**Problems to work on:**
1. In the article on military flash drives sold in Afghanistan, what price did the shopkeeper give for the drives?
2. Write out the stretch of the article on military flash drives sold in Afghanistan from "Four of the" through "also on sale.", word for word.

Flash-memory drives with the private data of U.S. servicemen, including four generals, and details of military training are being sold on the black market of Afghanistan. The information, much of it classified as secret, was stolen by insiders at a U.S. military base in Bagram.
The U.S. military is investigating the sale of confidential computer files stolen by insiders at a base in Afghanistan, The Associated Press reports.
The flash-memory drives containing secret information were stolen by some of the hundreds of Afghan staff working as janitors, interpreters and office staff at a base in Bagram. At least that is what the anonymous sellers of the flash drives claim.
Four of the drives that an Associated Press reporter managed to review contained personal letters and biographies of soldiers, lists of troops who completed nuclear, chemical and biological warfare training, and the Social Security numbers of four U.S. generals and dozens of other officers. One shopkeeper showed a plastic bag containing over a dozen flash drives and said they were on sale for between $20 and $50.
According to additional details provided by the online edition Utro.ru, the Social Security numbers of about 700 American soldiers based at Bagram can also be bought on the black market. Furthermore, the private details of those members of the Afghan government that were seen by the U.S. forces as “problem makers" and who needed to be “removed" from positions of authority were also on sale.
As an added “bonus" the information on sale also contains video clips of servicemen playing sports, celebrating holidays, as well as secret briefings prior to attacks being launched on terrorist bases and documents classified as “secret".
Ironically, many of those selling the flash drives are ignorant of just what exactly it is they are selling. The innocent sounding heading "Season Ticket Holders" hides a diagram dated Aug. 6, 2004, showing the seating arrangements for a high-level meeting. U.S. journalists said that the agenda that day was the introduction of psychological operations using Afghan newspapers and radio to discredit those making improvised explosive devices.
One flash drive caused an outcry after two cockpit videos of air attacks by a U.S. helicopter and a gunship were aired on television. The U.S. military now faces the task of tightening up security and reassessing its IT security policy.
“Insiders are the most difficult problem to defend against. Even the strictest military methods of searching and checking everyone who enters and leaves a building has not prevented the mass theft of information. Those insiders managed to get hold of secret data without any special kind of training. They simply stole flash drives that were left lying around. In situations like that, the simplest way to block data leaks is to encrypt everything saved on flash drives or to ban the use of all portable media devices for storing secret information," says Denis Zenkin, marketing director at InfoWatch.

**Listed records:**
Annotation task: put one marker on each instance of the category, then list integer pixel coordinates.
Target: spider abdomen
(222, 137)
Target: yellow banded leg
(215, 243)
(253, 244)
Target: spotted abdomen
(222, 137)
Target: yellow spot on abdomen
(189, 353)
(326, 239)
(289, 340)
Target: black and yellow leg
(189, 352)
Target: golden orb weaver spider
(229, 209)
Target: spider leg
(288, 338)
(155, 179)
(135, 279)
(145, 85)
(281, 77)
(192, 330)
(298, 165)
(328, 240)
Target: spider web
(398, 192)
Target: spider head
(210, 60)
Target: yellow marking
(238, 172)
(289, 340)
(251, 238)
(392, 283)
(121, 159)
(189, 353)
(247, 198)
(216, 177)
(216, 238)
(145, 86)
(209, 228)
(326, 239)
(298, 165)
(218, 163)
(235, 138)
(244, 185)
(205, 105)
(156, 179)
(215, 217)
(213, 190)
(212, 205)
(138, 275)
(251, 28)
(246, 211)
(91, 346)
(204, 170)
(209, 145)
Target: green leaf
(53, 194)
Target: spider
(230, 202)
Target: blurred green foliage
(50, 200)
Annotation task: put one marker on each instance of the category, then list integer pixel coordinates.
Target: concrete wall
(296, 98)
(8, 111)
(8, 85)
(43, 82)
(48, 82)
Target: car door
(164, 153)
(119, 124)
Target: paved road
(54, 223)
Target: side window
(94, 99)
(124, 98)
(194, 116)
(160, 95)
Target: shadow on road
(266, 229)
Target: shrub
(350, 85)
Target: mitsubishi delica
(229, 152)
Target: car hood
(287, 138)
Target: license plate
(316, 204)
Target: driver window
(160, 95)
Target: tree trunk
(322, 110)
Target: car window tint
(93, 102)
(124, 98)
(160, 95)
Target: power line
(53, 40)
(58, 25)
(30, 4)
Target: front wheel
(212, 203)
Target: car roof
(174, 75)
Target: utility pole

==

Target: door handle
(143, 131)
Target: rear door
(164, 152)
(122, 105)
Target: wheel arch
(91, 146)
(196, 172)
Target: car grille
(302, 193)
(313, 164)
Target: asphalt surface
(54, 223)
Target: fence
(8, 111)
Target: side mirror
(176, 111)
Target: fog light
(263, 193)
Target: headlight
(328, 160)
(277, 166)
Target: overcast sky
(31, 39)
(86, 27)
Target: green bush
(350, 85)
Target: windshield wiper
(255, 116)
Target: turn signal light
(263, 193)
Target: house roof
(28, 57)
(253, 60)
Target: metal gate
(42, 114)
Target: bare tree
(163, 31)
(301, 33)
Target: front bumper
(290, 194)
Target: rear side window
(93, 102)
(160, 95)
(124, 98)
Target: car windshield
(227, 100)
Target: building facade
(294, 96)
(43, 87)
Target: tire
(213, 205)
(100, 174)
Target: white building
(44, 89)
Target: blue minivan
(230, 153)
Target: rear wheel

**Responses to the tasks:**
1. Between $20 and $50.

2.
Four of the drives that an Associated Press reporter managed to review contained personal letters and biographies of soldiers, lists of troops who completed nuclear, chemical and biological warfare training, and the Social Security numbers of four U.S. generals and dozens of other officers. One shopkeeper showed a plastic bag containing over a dozen flash drives and said they were on sale for between $20 and $50.
According to additional details provided by the online edition Utro.ru, the Social Security numbers of about 700 American soldiers based at Bagram can also be bought on the black market. Furthermore, the private details of those members of the Afghan government that were seen by the U.S. forces as “problem makers" and who needed to be “removed" from positions of authority were also on sale.